EXERCISE GOAL
Please rewrite the data below, substituting "expression" for each "noun phrase" and keeping everything else the same. Omit the pictures from your version.

* BEGIN STORED DATA *

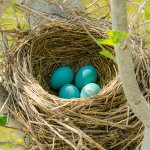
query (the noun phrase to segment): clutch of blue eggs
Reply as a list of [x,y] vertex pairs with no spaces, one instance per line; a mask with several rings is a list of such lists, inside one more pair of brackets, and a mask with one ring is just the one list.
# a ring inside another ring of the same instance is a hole
[[97,71],[91,65],[82,66],[76,73],[69,66],[57,68],[50,76],[50,86],[63,99],[86,98],[97,95],[101,88],[96,83]]

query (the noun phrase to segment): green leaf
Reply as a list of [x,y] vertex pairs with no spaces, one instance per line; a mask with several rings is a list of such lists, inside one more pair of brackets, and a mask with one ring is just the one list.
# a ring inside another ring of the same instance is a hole
[[97,42],[101,45],[114,46],[112,39],[105,39],[105,40],[97,39]]
[[103,55],[103,56],[105,56],[105,57],[107,57],[111,60],[114,60],[114,58],[115,58],[114,55],[111,52],[107,51],[107,50],[102,50],[102,51],[99,52],[99,54],[101,54],[101,55]]
[[0,117],[0,126],[5,126],[7,124],[7,116]]
[[118,31],[109,30],[107,33],[110,36],[110,38],[112,39],[112,41],[113,41],[114,44],[121,43],[120,34],[119,34]]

* END STORED DATA *

TASK RESULT
query (the expression to segment): clutch of blue eggs
Reply as a list of [x,y] vertex pairs with no spaces, one instance per line; a mask with several rings is a list of such lists, inside one more pair of brackets, and a mask with one ring is just the one list.
# a ring inside another ring of the same instance is a hole
[[97,71],[91,65],[82,66],[76,73],[69,66],[57,68],[50,76],[50,86],[63,99],[86,98],[97,95],[101,88],[96,83]]

query (the expression to segment): green leaf
Reply as a list of [x,y] vertex pairs with no spaces, one instance per line; a mask with several rings is a list of such lists, inside one more pair of brackets, and a mask with one ring is just the one list.
# a ring inside another ring of the same instance is a hole
[[97,42],[101,45],[114,46],[112,39],[105,39],[105,40],[97,39]]
[[103,55],[103,56],[105,56],[105,57],[107,57],[111,60],[114,60],[114,58],[115,58],[114,55],[111,52],[107,51],[107,50],[102,50],[102,51],[99,52],[99,54],[101,54],[101,55]]
[[0,117],[0,126],[5,126],[7,124],[7,116]]
[[118,31],[109,30],[107,33],[110,36],[110,38],[112,39],[112,41],[113,41],[114,44],[121,43],[120,34],[119,34]]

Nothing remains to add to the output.